### DOCUMENT SEGMENT
If you like what you hear then why not consider having a listen/watch of this too:


This is such a well nuanced song, it's sweetly stirring and has such a tenderness to it, made all the more markedly pronounced by a beautiful guitar pick (thegeneral appreciates that, being a semi-professional rubbish guitar bore). It's seven minutes that feels like is passes in less than half the time - and, in the nicest possible way, it will haunt you afterwards - it will stay in your mind and you'll want to keep listening again. Joe's vocals have an ethereal quality to them and his words are wise beyond his years. All in all, it's truly magical stuff.

His debut EP is hopefully going to be out sometime in the new year - tentatively called "The City Ate My Brains", when it's out, I'll give it a thorough going over and make sure to let you all know about it. For now, take these two tracks and love them.

Tuesday, 26 November 2013

Tissue Culture and Hit The North (East)

Saint Waleric cover art

Hey and away we go on this tuneful Tuesday evening - and what a day it has been. I still have no proper chocolate and at tea time I realised there was no cake either. No cake? Unthinkable. So I obviously needed something to take my mind off my troubles. Here it is anyway.

I start with a small apology as I'd meant to do this post last week, but time ran away with me and I didn't get chance - better late than never and I hope you'll agree when you read (and listen, because if you don't listen, I'll find where you live and tell everyone what you REALLY keep in that tea caddy in your shed) that it was worth the wait. 

So yes. Ahem.

### LISTED ENTRIES
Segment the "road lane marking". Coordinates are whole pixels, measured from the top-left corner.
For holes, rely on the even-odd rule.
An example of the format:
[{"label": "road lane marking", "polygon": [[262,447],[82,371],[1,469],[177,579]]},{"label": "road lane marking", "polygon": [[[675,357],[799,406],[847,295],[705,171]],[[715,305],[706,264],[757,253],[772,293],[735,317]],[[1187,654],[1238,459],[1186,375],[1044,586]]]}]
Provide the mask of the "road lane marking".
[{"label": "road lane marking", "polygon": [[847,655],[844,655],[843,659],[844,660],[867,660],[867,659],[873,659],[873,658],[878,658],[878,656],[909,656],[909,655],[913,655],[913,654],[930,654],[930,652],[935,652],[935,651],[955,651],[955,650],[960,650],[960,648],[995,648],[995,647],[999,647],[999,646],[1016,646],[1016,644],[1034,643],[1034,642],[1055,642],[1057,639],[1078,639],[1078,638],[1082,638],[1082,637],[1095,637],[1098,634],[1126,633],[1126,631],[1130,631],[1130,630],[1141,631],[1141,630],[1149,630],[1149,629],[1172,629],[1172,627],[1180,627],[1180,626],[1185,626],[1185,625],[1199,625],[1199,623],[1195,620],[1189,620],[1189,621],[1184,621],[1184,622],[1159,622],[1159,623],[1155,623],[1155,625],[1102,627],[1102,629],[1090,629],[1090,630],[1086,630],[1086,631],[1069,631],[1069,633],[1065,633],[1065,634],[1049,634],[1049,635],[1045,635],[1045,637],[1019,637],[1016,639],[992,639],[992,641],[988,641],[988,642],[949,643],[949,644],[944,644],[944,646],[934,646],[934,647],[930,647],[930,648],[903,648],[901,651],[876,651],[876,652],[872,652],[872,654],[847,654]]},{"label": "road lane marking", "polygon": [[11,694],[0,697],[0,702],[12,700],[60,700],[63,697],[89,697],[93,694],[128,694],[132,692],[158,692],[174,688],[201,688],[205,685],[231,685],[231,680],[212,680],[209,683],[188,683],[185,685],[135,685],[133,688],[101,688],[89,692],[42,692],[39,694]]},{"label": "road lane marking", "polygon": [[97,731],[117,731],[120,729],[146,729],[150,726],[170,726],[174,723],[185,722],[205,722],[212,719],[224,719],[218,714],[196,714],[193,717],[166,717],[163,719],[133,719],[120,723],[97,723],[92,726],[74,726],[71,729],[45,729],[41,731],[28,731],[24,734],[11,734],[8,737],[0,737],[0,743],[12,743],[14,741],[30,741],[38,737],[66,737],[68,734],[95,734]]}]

### TASK LIST
• 1. In the music blog post, can you give the passage starting at "His debut EP" and ending at "The North (East)" again, switching "EP" to "album"?
• 2. Does each statement agree with the music blog post? Answer yes or no for each, quoting the deciding words. (a) The debut EP is tentatively titled "The City Ate My Brains." (b) The writer found cake at tea time. (c) The writer had intended to do this post the week before.

### PER-TASK ANSWERS
• 1.
His debut album is hopefully going to be out sometime in the new year - tentatively called "The City Ate My Brains", when it's out, I'll give it a thorough going over and make sure to let you all know about it. For now, take these two tracks and love them.

Tuesday, 26 November 2013

Tissue Culture and Hit The North (East)

• 2.
(a) Yes: "tentatively called "The City Ate My Brains""
(b) No: "at tea time I realised there was no cake either"
(c) Yes: "I'd meant to do this post last week"